GIVEN INSTRUCTION:
Write out the records word for word, starting with the line that contains "[locate] blue cap (one marker per instance)" and going on through the end of the records. Leave the pictures out of your answer.

(Items from a dataset)
=====
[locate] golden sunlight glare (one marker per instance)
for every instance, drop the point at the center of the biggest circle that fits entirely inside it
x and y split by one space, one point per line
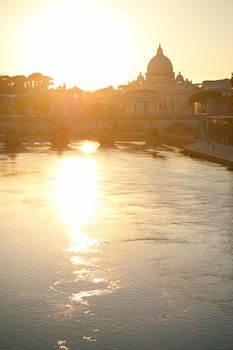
78 44
75 194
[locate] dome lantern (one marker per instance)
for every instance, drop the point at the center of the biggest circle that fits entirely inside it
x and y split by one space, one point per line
160 67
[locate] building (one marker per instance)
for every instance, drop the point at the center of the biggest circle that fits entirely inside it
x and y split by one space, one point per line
159 93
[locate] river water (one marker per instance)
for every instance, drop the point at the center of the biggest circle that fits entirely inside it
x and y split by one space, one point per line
115 249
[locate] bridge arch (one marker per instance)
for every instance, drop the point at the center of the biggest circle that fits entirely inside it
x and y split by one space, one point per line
130 127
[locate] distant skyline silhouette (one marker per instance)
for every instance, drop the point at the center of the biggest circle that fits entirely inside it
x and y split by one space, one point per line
93 44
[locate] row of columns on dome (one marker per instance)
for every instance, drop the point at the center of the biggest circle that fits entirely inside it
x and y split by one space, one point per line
160 92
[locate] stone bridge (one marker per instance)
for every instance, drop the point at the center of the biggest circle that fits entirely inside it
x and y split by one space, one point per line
61 130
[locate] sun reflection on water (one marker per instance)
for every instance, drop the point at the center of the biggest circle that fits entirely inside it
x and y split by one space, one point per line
76 196
76 192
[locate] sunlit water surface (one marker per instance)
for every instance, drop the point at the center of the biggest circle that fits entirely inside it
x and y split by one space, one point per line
115 249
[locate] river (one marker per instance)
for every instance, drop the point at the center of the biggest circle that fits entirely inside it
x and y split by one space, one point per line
121 248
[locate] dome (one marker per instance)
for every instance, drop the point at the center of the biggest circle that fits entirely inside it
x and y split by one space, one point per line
180 78
159 63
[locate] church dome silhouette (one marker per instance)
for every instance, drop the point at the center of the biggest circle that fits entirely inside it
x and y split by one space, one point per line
159 63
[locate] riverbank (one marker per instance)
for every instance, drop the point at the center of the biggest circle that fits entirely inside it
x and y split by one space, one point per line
215 152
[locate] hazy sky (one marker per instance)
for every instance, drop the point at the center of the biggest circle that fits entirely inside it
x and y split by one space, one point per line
96 43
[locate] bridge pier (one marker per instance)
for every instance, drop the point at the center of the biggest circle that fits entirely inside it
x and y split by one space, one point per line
107 138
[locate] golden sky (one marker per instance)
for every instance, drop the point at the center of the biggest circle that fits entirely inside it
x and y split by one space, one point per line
97 43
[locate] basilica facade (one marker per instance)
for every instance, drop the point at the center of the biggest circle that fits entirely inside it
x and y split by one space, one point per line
159 93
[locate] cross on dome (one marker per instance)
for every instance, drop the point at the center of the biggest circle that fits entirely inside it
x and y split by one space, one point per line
160 50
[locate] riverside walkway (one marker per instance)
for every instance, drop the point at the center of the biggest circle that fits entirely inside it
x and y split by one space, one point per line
213 151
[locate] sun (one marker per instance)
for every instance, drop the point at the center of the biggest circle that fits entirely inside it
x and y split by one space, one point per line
77 43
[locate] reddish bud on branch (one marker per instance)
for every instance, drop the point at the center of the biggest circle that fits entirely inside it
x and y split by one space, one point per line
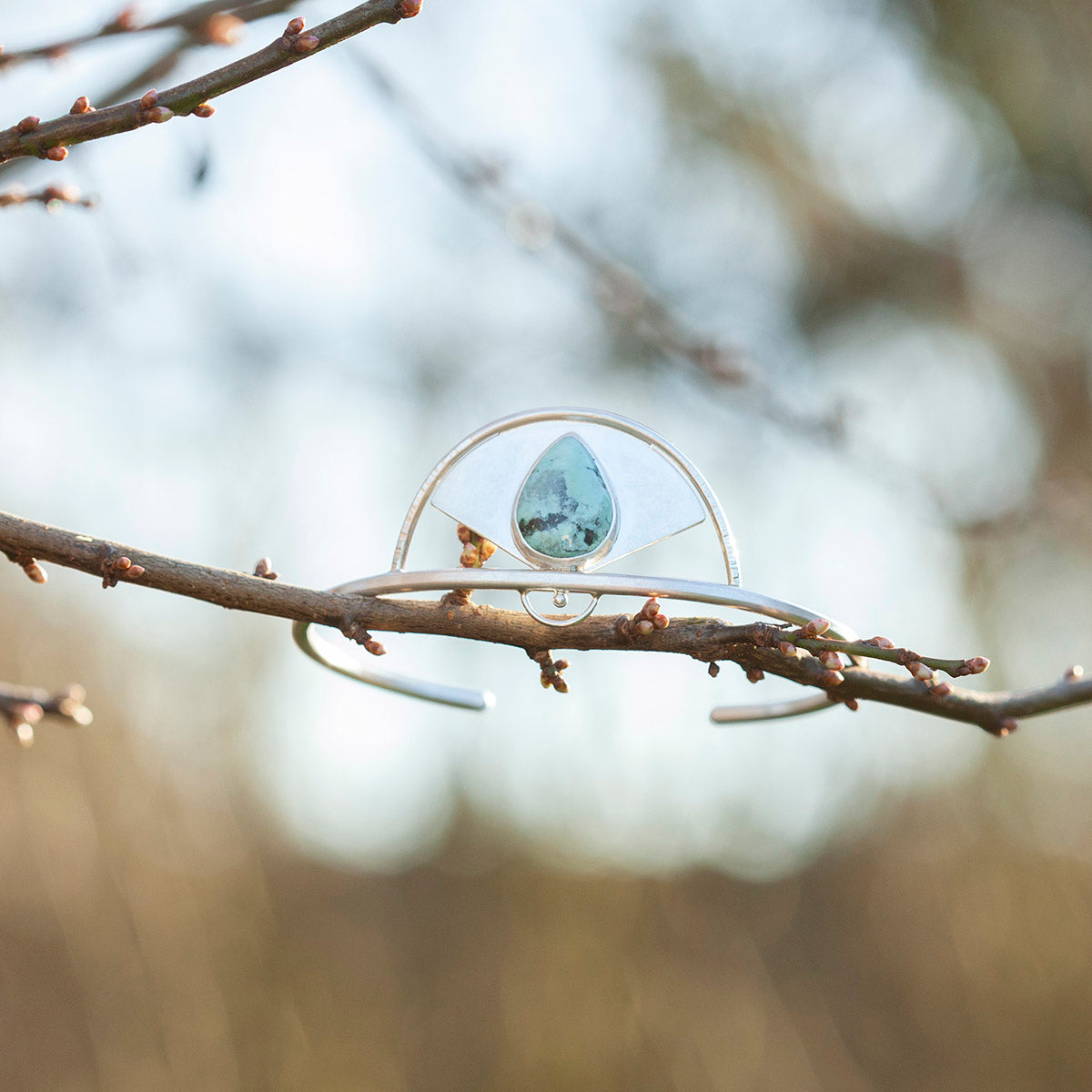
265 569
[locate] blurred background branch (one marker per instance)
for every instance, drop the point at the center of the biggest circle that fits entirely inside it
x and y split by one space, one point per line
50 139
877 214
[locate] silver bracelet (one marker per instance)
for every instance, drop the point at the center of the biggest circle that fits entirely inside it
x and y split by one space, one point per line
566 491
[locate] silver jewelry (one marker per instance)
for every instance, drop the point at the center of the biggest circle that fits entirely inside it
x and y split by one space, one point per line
566 491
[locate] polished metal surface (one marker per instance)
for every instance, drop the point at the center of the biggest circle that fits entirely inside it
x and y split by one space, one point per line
489 476
527 580
656 492
653 498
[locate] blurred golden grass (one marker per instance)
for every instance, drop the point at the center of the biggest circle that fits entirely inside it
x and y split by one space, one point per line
156 933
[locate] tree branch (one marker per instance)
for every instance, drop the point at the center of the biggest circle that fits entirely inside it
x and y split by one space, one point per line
758 648
25 707
50 139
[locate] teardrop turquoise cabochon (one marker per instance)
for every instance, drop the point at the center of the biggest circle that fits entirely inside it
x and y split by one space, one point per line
565 508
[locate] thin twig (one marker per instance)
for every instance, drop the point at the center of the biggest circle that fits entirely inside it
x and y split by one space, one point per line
207 23
754 647
50 139
52 197
22 708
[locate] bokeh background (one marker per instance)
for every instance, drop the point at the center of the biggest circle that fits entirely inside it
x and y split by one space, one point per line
840 251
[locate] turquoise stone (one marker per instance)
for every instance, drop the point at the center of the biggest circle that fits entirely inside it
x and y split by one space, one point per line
565 508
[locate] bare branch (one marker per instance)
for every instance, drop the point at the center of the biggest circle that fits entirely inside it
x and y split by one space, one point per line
22 708
52 197
207 23
758 648
50 140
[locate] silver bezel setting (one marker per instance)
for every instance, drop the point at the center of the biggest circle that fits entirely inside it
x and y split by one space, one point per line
484 478
578 561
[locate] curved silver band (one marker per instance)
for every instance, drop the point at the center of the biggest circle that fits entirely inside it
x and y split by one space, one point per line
525 580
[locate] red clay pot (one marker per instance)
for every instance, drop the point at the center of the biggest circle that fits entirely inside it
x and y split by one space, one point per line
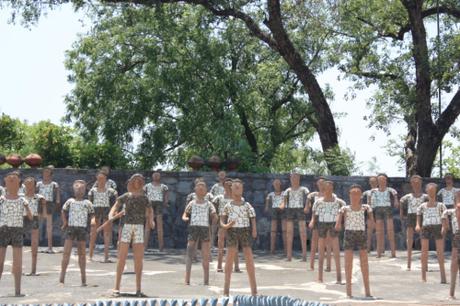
14 160
195 162
214 162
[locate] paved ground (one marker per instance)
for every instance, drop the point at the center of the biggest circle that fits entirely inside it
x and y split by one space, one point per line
163 277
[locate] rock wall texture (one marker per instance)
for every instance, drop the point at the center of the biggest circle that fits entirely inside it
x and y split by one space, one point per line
181 183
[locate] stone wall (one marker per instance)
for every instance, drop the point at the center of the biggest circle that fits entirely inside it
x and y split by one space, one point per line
181 183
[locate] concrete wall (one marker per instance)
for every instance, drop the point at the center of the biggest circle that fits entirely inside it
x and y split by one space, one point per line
181 183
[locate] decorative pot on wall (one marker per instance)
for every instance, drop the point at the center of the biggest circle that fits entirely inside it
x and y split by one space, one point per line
214 162
195 162
33 160
14 160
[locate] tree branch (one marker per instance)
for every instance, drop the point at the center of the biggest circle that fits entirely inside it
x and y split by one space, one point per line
449 115
253 27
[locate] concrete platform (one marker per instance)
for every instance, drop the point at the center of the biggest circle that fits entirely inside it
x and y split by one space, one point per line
164 272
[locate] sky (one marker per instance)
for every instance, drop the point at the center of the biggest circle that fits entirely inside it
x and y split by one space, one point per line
33 83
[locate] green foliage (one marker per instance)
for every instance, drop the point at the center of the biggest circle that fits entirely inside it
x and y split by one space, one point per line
188 85
12 134
58 145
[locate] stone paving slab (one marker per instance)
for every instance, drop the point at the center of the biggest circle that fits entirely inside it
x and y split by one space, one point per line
164 272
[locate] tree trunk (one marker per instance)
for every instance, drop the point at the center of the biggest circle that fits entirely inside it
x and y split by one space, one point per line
429 138
324 123
427 148
410 149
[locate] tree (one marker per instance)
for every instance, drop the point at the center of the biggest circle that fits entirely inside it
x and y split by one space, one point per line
12 136
291 30
387 44
58 145
203 91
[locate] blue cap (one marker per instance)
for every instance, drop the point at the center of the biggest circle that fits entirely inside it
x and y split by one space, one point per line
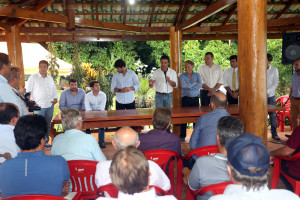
=====
ANSWER FOR THE TASK:
[locate] blue cap (one marker per instance)
for every instance, drop the point at the center of the biggest circle that fits entirely inside it
x and y split by one space, one point per line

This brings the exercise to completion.